Reproduce, character for character, the lines of the listing below starting at the line containing "locate white baseboard" and ending at the line containing "left=20, top=251, right=51, bottom=261", with both of those lines included.

Provided data:
|---|

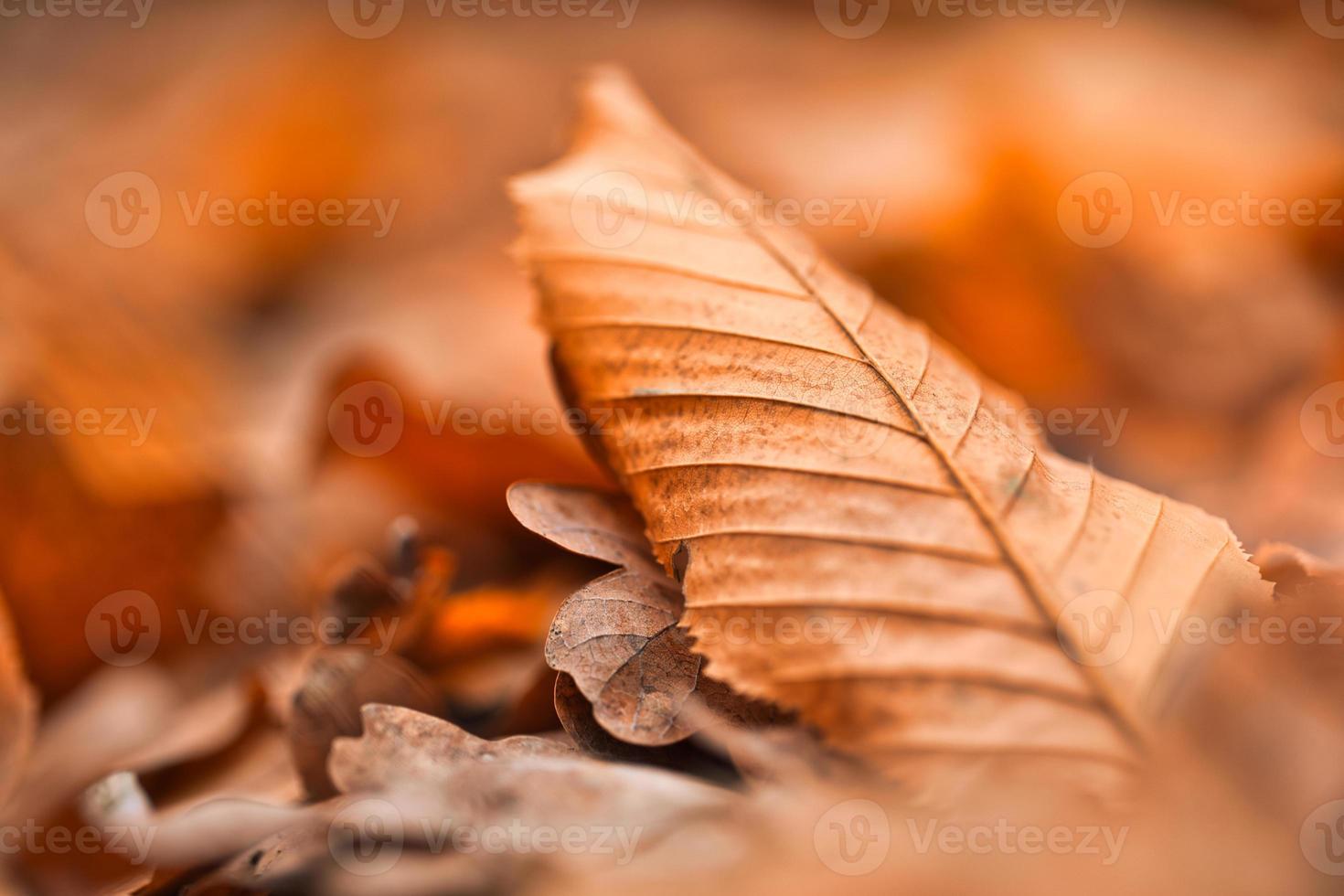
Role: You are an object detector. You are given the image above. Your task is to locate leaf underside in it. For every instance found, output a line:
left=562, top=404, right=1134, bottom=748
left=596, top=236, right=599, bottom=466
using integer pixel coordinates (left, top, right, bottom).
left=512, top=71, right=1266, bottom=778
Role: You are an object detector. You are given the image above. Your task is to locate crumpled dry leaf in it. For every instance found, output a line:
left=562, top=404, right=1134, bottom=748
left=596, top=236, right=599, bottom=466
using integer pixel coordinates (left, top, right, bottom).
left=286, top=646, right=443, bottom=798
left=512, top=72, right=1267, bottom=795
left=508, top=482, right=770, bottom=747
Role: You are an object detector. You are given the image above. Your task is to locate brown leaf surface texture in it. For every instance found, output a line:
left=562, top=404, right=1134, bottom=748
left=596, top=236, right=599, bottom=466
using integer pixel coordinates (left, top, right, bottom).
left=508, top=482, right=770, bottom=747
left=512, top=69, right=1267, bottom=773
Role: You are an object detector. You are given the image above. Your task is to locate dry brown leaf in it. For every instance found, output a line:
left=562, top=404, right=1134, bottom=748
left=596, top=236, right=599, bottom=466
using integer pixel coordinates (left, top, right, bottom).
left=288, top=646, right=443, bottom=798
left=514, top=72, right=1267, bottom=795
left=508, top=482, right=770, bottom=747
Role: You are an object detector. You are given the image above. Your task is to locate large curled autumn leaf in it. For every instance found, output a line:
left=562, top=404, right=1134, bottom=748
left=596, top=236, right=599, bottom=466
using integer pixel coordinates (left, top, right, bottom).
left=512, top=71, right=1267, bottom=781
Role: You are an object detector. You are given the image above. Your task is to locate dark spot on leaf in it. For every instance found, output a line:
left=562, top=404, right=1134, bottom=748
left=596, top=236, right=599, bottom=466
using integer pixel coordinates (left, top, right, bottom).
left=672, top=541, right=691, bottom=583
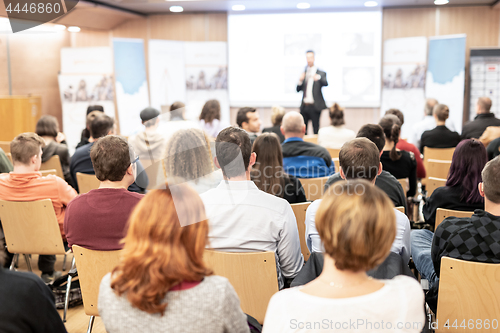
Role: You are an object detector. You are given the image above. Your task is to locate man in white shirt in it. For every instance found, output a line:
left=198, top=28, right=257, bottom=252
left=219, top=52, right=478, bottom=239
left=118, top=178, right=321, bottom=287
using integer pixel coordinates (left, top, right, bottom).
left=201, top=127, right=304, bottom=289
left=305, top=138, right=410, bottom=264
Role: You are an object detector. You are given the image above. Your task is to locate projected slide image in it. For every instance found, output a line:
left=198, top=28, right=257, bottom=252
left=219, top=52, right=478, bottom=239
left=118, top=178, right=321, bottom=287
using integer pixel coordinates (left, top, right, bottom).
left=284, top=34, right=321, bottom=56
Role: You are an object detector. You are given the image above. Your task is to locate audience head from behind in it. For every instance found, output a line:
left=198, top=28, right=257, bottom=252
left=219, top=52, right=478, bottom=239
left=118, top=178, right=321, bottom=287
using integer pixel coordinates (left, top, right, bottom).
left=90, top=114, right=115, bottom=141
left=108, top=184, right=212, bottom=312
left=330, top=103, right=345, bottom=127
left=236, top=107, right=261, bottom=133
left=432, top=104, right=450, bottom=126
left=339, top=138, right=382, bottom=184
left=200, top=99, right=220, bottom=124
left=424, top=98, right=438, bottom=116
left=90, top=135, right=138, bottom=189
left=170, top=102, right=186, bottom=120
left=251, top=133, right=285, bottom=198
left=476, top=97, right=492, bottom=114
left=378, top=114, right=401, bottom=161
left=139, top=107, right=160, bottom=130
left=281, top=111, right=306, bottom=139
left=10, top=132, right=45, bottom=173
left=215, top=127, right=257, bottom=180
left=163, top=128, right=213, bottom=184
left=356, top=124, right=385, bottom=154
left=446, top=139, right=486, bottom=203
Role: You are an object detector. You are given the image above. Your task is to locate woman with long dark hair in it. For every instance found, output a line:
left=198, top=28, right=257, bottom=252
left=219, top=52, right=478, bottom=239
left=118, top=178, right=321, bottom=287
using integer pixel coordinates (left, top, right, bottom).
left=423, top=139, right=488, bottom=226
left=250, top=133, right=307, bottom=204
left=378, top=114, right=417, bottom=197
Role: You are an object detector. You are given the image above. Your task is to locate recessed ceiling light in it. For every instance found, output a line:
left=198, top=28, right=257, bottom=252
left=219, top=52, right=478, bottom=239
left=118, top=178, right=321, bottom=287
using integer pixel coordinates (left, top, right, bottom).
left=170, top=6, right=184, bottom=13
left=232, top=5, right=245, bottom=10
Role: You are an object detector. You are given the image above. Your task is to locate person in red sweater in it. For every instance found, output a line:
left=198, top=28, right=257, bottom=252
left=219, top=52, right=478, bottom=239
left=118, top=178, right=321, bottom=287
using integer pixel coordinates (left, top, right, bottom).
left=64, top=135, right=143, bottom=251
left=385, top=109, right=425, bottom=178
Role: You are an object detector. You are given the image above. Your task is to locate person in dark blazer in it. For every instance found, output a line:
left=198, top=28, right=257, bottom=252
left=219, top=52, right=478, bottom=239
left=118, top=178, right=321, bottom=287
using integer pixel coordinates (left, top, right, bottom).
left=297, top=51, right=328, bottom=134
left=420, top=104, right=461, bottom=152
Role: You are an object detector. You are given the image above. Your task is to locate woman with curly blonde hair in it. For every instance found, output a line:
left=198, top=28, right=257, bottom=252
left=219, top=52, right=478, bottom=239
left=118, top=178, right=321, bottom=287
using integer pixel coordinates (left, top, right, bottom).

|---|

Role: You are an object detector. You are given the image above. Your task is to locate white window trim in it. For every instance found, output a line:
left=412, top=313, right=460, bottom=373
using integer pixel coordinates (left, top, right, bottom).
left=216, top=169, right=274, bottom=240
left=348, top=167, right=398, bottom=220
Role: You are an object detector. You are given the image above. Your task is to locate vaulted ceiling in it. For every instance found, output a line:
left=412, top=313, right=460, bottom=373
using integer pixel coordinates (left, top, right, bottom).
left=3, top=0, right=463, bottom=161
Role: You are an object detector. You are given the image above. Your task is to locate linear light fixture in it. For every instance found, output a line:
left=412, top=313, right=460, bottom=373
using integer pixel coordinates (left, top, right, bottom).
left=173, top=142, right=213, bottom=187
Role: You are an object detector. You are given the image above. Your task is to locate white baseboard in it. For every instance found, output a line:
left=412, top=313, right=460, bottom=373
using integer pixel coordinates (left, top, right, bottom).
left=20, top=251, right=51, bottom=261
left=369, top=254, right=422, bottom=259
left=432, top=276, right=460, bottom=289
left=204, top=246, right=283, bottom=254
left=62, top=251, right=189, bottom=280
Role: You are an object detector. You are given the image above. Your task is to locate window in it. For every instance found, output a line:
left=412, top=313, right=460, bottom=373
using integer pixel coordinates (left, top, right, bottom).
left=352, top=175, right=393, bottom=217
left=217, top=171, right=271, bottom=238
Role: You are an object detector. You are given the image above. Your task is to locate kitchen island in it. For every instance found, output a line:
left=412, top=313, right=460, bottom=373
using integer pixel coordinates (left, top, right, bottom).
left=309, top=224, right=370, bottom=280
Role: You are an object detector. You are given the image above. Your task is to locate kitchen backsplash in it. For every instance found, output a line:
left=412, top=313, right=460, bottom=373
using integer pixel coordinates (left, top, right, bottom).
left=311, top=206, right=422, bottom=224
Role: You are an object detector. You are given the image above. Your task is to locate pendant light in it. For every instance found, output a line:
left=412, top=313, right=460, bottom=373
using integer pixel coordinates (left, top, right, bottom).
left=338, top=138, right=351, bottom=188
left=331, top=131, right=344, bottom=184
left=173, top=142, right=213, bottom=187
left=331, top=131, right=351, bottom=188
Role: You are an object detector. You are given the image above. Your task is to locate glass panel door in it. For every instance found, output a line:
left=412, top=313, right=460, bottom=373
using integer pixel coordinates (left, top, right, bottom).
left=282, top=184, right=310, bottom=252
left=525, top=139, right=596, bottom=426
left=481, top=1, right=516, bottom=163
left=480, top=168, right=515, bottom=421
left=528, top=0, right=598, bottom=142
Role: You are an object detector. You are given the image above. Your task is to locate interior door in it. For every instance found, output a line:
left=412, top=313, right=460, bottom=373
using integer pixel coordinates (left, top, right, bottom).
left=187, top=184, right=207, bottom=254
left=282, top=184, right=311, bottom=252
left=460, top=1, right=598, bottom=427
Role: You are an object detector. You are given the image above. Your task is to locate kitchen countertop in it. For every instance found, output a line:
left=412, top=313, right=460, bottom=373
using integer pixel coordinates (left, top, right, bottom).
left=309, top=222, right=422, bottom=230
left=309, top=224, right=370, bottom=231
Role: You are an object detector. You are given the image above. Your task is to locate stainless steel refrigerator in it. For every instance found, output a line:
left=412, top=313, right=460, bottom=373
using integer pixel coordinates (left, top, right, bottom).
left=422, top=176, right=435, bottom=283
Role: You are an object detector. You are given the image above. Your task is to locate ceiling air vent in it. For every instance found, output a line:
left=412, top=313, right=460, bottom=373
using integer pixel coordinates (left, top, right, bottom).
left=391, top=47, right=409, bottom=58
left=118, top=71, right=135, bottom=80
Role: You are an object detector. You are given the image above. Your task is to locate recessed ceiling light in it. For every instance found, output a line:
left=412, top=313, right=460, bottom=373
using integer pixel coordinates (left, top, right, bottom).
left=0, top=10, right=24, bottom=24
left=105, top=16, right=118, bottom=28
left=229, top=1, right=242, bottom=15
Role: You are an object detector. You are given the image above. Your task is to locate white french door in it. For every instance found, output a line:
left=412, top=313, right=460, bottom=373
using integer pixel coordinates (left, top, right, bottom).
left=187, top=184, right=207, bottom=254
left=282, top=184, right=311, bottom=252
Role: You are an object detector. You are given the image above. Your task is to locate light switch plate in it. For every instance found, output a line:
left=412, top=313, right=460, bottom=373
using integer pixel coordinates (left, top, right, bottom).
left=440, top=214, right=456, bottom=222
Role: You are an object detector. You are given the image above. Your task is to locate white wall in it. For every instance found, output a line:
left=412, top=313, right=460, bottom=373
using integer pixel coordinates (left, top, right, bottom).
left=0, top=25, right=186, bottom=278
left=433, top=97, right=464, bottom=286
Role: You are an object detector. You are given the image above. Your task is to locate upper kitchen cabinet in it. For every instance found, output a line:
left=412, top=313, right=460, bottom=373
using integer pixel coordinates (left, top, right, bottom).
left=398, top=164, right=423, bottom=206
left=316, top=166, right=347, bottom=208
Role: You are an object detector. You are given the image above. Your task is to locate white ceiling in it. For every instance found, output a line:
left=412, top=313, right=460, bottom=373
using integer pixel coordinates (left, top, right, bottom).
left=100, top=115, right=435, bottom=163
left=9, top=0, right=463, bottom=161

|---|

Expected output:
Role: You are an object detector. You are given the image above. Your task is to locate white baseboard in it. For every instance found, output a line:
left=412, top=313, right=460, bottom=373
using integer pixel coordinates (left, top, right, bottom).
left=20, top=251, right=51, bottom=261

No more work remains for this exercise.